--- Short problem ---
Images should be left out, and everything else in the listing reproduced exactly.

--- Data excerpts ---

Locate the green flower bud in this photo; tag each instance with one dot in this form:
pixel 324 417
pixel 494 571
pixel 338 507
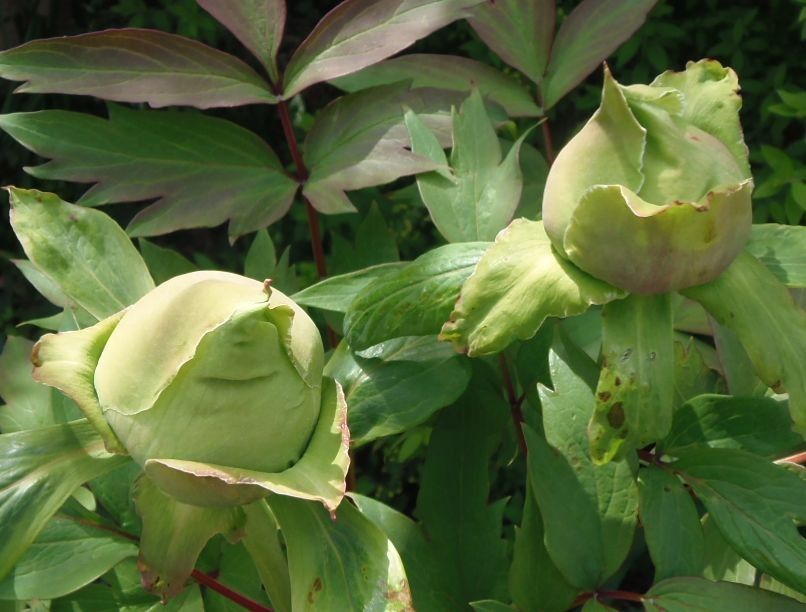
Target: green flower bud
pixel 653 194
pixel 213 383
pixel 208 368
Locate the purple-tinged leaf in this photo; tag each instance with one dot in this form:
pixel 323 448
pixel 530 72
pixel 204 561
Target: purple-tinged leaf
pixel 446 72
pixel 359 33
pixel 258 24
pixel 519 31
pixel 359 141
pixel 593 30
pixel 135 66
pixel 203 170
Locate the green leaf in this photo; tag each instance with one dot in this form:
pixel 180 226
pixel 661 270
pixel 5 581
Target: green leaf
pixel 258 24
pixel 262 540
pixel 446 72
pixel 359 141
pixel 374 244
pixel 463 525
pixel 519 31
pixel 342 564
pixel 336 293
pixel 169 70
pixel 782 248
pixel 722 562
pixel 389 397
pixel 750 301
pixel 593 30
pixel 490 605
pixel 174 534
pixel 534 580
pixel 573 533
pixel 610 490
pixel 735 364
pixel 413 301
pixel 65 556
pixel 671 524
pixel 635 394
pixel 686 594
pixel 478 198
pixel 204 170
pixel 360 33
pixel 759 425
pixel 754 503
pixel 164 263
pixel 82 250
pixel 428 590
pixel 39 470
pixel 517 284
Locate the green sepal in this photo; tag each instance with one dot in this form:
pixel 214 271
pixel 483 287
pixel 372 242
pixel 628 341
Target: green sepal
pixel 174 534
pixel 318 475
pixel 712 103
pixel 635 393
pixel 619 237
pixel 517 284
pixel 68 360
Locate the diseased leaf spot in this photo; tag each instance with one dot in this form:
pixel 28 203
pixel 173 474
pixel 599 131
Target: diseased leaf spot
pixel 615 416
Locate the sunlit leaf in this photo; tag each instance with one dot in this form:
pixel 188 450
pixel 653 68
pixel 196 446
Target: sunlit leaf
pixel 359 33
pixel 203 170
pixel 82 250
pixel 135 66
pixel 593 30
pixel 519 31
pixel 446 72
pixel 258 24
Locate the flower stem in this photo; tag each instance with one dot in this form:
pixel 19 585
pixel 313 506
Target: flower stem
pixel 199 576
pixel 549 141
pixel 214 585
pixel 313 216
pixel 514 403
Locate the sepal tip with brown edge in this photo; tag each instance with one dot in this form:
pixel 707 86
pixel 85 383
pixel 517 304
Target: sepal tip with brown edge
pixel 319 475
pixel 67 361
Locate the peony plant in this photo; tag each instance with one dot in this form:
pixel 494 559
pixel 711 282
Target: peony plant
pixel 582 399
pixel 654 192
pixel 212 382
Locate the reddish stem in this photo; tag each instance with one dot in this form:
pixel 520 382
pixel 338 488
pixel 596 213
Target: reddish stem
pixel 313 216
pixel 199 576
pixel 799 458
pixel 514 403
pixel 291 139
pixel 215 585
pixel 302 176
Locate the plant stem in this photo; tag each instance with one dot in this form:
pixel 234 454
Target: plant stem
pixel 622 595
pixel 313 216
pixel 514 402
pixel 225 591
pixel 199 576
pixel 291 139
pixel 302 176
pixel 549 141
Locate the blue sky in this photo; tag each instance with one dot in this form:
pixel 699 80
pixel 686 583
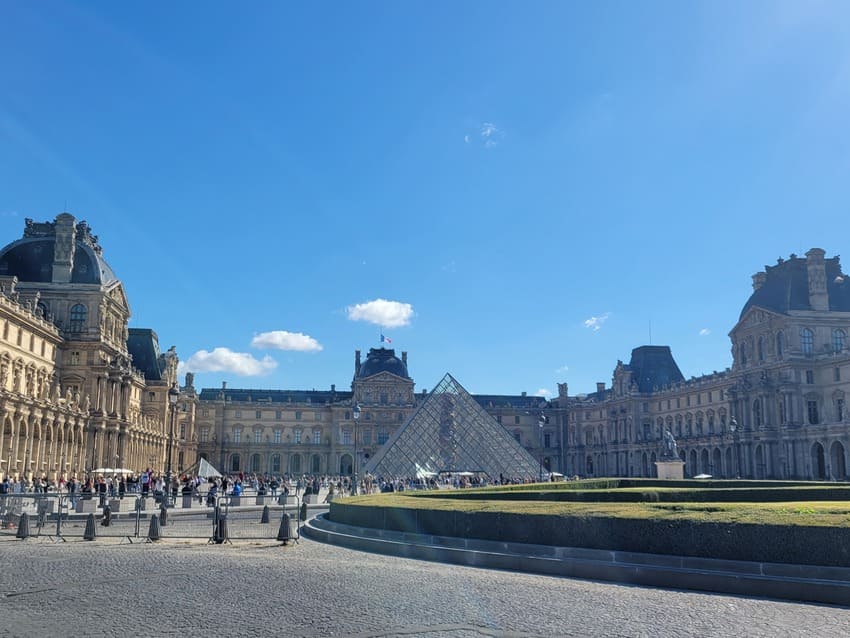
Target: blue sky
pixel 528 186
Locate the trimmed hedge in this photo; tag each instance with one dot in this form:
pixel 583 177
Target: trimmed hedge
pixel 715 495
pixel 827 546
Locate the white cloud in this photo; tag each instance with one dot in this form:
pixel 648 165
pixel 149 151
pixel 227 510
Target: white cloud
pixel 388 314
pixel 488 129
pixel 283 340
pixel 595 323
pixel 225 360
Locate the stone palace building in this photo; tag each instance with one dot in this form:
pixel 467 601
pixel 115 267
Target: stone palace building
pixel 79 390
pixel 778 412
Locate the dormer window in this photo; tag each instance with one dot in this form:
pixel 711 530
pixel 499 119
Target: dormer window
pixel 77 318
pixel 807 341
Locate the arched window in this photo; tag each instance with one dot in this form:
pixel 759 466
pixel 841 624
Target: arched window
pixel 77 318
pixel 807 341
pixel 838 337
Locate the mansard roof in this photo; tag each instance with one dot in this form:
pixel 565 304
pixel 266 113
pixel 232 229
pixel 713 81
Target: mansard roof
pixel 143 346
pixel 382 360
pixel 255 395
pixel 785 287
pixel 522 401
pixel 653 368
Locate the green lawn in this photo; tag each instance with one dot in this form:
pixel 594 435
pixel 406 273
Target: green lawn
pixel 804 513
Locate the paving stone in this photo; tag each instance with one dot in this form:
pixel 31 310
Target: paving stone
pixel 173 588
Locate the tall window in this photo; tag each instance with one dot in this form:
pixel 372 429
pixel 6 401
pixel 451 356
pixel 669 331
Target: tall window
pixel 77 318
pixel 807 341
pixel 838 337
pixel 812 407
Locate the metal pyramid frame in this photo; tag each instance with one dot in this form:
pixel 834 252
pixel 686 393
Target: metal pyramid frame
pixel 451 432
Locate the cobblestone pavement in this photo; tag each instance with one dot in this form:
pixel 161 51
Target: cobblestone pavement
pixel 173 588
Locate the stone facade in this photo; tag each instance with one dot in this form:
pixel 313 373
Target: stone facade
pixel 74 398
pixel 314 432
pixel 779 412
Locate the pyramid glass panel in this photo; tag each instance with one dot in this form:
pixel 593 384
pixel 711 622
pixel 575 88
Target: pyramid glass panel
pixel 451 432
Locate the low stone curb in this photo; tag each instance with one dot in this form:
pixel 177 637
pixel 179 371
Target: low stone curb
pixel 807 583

--- Solution to this problem ---
Locate the green flower bud in this photo; tag each instance with one dot in this form:
pixel 324 417
pixel 494 571
pixel 338 507
Target: green flower bud
pixel 653 194
pixel 213 383
pixel 208 368
Locate the purple-tinged leaf in this photo; tag each instance with one dot in this form:
pixel 323 448
pixel 530 72
pixel 204 561
Target: purple-tinged leaf
pixel 446 72
pixel 359 33
pixel 258 24
pixel 519 31
pixel 359 141
pixel 593 30
pixel 135 66
pixel 203 170
Locate the green leaf in this photo; tag each instance with one dot in this form:
pixel 180 226
pixel 661 270
pixel 5 581
Target: green leaf
pixel 258 24
pixel 262 540
pixel 446 72
pixel 359 141
pixel 374 244
pixel 463 525
pixel 519 31
pixel 342 564
pixel 336 293
pixel 169 70
pixel 782 248
pixel 722 562
pixel 389 397
pixel 750 301
pixel 593 30
pixel 490 605
pixel 174 534
pixel 534 580
pixel 573 533
pixel 610 490
pixel 735 364
pixel 413 301
pixel 65 556
pixel 671 524
pixel 635 394
pixel 686 594
pixel 478 198
pixel 204 170
pixel 360 33
pixel 759 425
pixel 754 503
pixel 164 263
pixel 82 250
pixel 428 590
pixel 39 470
pixel 517 284
Locate the green sepal in this photo; tag each instance with one dot in this form:
pixel 214 271
pixel 483 287
pixel 372 242
pixel 628 341
Target: green sepal
pixel 174 534
pixel 318 475
pixel 712 103
pixel 635 393
pixel 619 237
pixel 517 284
pixel 68 360
Locate the diseased leaf spot in this photo; tag each instance with one dot in this form:
pixel 28 203
pixel 173 474
pixel 599 131
Target: diseased leaf spot
pixel 615 416
Locate the sunlit leaf in this photo; tag each instance with one dot in this form:
pixel 188 450
pixel 653 68
pixel 196 446
Target: sunlit leaf
pixel 359 33
pixel 203 170
pixel 82 250
pixel 135 66
pixel 593 30
pixel 519 31
pixel 446 72
pixel 258 24
Locate the flower stem in this photo; tag each instance with one dot in this form:
pixel 19 585
pixel 313 506
Target: flower stem
pixel 199 576
pixel 549 141
pixel 214 585
pixel 313 216
pixel 514 403
Locate the sepal tip with brown edge in this photo; tag each instance with one dot in this form:
pixel 707 86
pixel 85 383
pixel 517 304
Target: sepal tip with brown edge
pixel 319 475
pixel 67 361
Locate the peony plant in this photo; tag each instance with one dot in this form:
pixel 494 559
pixel 711 282
Target: peony plant
pixel 582 399
pixel 654 192
pixel 212 382
Locate the reddish stem in this photo; tag each instance with one dot in this form:
pixel 520 382
pixel 338 488
pixel 596 213
Target: reddish stem
pixel 313 216
pixel 199 576
pixel 799 458
pixel 514 403
pixel 291 139
pixel 215 585
pixel 302 176
Locate the plant stem in this photo; tag each instance with one dot in this form:
pixel 234 454
Target: plant stem
pixel 622 595
pixel 313 216
pixel 514 402
pixel 225 591
pixel 199 576
pixel 291 139
pixel 302 176
pixel 549 141
Locate the blue sky in this photo; tag each instance with one dot in this form:
pixel 699 80
pixel 686 583
Target: blue sky
pixel 528 186
Locate the trimmed hedge in this photo; tag each instance with one dot in this form:
pixel 583 177
Target: trimmed hedge
pixel 715 495
pixel 827 546
Locate the white cloud in this photo; tag each instance with one dot in this form:
pixel 648 165
pixel 149 151
pixel 227 510
Target: white cloud
pixel 388 314
pixel 488 129
pixel 283 340
pixel 595 323
pixel 225 360
Locate the stone palace building in this photo; tag each instance with one dot in this form:
pixel 467 601
pixel 115 267
Target: stone palace building
pixel 79 390
pixel 778 412
Locate the dormer window in this photo; tag each instance with one dot in this form:
pixel 711 530
pixel 499 119
Target: dormer window
pixel 77 318
pixel 807 341
Locate the arched window in this photo; tag each instance with one dot in this form:
pixel 759 466
pixel 841 624
Target: arched window
pixel 77 318
pixel 807 341
pixel 838 337
Locate the mansard roof in this photo; tag each instance with one dot in this form:
pixel 565 304
pixel 266 113
pixel 232 229
pixel 713 81
Target: mansard roof
pixel 143 346
pixel 382 360
pixel 255 395
pixel 785 287
pixel 522 401
pixel 653 368
Locate the green lawn in this photo; tag each instance with one dot in this form:
pixel 594 435
pixel 406 273
Target: green lawn
pixel 804 513
Locate the paving stone in this photo; tag each instance with one dot in this form:
pixel 31 310
Target: paving stone
pixel 173 588
Locate the tall window in this photo; tag each instance with one dot in this form:
pixel 372 429
pixel 6 401
pixel 451 356
pixel 669 331
Target: tall window
pixel 77 318
pixel 807 341
pixel 838 337
pixel 812 407
Locate the metal pyramid frame in this photo; tag each instance with one dot in this form:
pixel 834 252
pixel 686 393
Target: metal pyramid frame
pixel 451 432
Locate the cobblestone pavement in this photo; tag each instance with one dot in this form:
pixel 161 51
Target: cobblestone pavement
pixel 173 588
Locate the stone facade in this photo; tag each instance with one dot in this form:
pixel 313 373
Target: stone facade
pixel 74 398
pixel 314 432
pixel 779 412
Locate the pyramid glass panel in this photo; tag each instance with one dot in this form:
pixel 593 384
pixel 711 622
pixel 575 88
Target: pyramid glass panel
pixel 451 432
Locate the low stone curb in this photo; tag each instance with one dot in this form:
pixel 177 637
pixel 179 371
Target: low stone curb
pixel 807 583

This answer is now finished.